Point placement records

____

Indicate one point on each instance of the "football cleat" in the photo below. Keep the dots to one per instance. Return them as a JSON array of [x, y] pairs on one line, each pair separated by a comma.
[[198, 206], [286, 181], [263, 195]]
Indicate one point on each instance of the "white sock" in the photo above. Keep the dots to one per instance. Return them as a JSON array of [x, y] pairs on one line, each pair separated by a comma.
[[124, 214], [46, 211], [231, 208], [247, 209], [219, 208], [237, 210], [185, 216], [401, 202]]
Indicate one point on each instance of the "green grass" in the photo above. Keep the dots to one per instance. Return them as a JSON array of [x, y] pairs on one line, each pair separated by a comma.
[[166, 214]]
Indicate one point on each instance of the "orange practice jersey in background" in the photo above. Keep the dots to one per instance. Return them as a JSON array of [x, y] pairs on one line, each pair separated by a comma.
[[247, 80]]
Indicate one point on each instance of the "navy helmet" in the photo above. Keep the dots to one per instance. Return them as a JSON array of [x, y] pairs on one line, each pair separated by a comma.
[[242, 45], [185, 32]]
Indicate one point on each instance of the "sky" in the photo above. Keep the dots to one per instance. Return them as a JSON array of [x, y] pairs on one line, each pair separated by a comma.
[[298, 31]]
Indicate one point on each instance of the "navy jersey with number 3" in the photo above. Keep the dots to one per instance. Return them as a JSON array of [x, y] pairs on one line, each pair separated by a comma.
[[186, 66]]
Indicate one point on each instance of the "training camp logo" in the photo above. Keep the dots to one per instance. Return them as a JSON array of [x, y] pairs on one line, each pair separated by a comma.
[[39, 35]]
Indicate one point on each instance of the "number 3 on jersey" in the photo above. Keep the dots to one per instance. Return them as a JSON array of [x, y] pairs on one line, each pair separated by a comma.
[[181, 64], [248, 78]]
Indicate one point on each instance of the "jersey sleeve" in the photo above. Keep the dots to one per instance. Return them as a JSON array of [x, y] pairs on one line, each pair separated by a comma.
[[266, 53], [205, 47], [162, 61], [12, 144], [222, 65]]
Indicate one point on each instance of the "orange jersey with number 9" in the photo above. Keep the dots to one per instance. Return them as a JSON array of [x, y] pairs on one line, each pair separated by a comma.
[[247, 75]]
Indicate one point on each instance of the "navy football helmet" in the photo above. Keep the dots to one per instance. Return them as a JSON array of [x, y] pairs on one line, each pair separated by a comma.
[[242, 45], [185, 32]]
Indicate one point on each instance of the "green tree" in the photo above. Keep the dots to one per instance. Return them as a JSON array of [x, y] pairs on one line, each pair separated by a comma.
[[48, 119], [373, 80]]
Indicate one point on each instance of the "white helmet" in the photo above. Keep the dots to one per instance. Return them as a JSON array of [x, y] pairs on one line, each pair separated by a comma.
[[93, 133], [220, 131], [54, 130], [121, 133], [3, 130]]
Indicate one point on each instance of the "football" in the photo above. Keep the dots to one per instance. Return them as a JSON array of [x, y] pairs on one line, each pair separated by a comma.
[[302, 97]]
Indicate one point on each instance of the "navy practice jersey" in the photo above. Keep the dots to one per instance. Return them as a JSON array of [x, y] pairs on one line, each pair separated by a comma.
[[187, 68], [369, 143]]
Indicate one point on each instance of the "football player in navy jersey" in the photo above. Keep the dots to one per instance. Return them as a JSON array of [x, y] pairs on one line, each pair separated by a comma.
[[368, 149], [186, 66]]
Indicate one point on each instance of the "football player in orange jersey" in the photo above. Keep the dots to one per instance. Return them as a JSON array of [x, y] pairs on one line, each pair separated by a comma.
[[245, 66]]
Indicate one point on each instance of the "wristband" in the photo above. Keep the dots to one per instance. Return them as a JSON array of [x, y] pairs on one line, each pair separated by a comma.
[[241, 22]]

____

WHAT IS REQUIRED
Using the data above, print every record exactly as shown.

WORKED SOLUTION
Indicate one point on each instance of the "football cleat" in the photo below. Keep the dots to one per instance. Return them as a JSON array of [x, y] pairs on one line, each pair separated by a comma.
[[198, 206], [286, 181], [263, 195]]
Indicate one point on each instance of the "white sock" in the photo above. Keep the dots to one per instance. Return them as a JSON array of [x, y] pairs on one line, each pair separated by a comma.
[[124, 214], [46, 211], [231, 208], [247, 209], [219, 208], [237, 210], [185, 216], [401, 202]]
Indicate one point on each instance of the "green grass" in the photo above. Keep the dots to one per instance. Return them as a JSON array of [x, y] pairs on one line, each pair separated by a comma.
[[166, 214]]
Indicate one point on each instance of the "orange practice jersey in background" in the photo above. Keep the dots to one per instance. Return them as a JSON array of [x, y] pairs on one line, each pair separated by a comma.
[[247, 80]]
Indicate one point on each instance of the "navy helmet" in the photo above. Keep the dots to one per instance. Return them as a JSON array of [x, y] pairs on one line, each pair separated by a comma.
[[242, 45], [185, 32]]
Indicate one point on each instance of the "sky" in the photo above. Keep the dots to one per instance. Return them as a JSON array of [x, y] pairs on one line, each pair separated by a comma.
[[298, 31]]
Indicate one point on each instance of the "navy jersey with number 3" in the photo above. Keep the dots to one per instance. Return them as a JSON array of [x, y] pairs on one line, each pair separated by a comma.
[[186, 66]]
Indicate one point on each instance of the "training camp logo" in the photo above. Keep the dots to one per instance. Return them as a JSON array of [x, y] pairs on one line, each pair separated by a comma.
[[39, 35]]
Indicate one point on each instance of the "number 3 on jersey" in the photo above. Keep the dots to one per instance. Return them as a JSON array of [x, y] pairs on one line, each pair separated by a comma.
[[181, 64], [248, 78]]
Indicate one point on each instance of the "jersey sleeve" in the photo above. Keep the dots to one per instance. Return them as a JSON array of [x, y] pairs on one line, each pair separated by a comma.
[[266, 53], [205, 47], [162, 61], [12, 144], [222, 65]]
Indicate one point on each instance of the "orange jersey with number 9" in the photo above. Keep the dots to one per instance. Return them as a JSON array of [x, y] pairs on one line, each pair separated by a comma.
[[247, 75]]
Indicate one point on each instance of the "navy football helmet" in the photo above. Keep the dots to one per instance. Return them as a JSON array of [x, y] pairs on one line, each pair separated by a comma.
[[242, 45], [185, 32]]
Indicate one point on each instance of the "green tree" in the photo above. Keep the dots to one per instance. Return them as a JSON array of [x, y] pairs on one line, each pair separated by a comma.
[[48, 119], [373, 80]]
Indicate one point on each instance of the "white helmet" in the photo above. Keep the dots to one per instance. Return them as a JSON array of [x, y] pairs on one line, each pair separated by a comma.
[[93, 133], [220, 131], [54, 130], [121, 133], [3, 130]]
Indicate one point on each instance of the "football" in the photo above. Keep the dots to one per instance. Return them as a JSON array of [x, y] pairs on one line, each pair separated by a comma.
[[302, 97]]
Indicate one point on each instance of the "navy practice jersey" in the photo above. Keep the dots to one per instance. Return them as a JSON array of [x, y] pairs on one line, each pair separated by a comma.
[[187, 68], [369, 143]]
Indicate one point on each instance of the "football player in navy jersey" in the photo above. Keep the dots to one per instance. Return them as a JSON array of [x, y] pairs on one line, each pair separated by a comma.
[[368, 149], [186, 66]]
Indicate one point on each instance of the "football player in orange jersey" in the photo above. Keep the dots to one per instance. Return them as a JSON array of [x, y] pairs on one line, each pair separated by a comma.
[[245, 66]]
Indicate one point on each instance of the "wristband" in the photo above. Keep the dots to one per instance. Return them as a JSON array of [x, y] pairs on one line, each pair separated by a comma.
[[241, 22]]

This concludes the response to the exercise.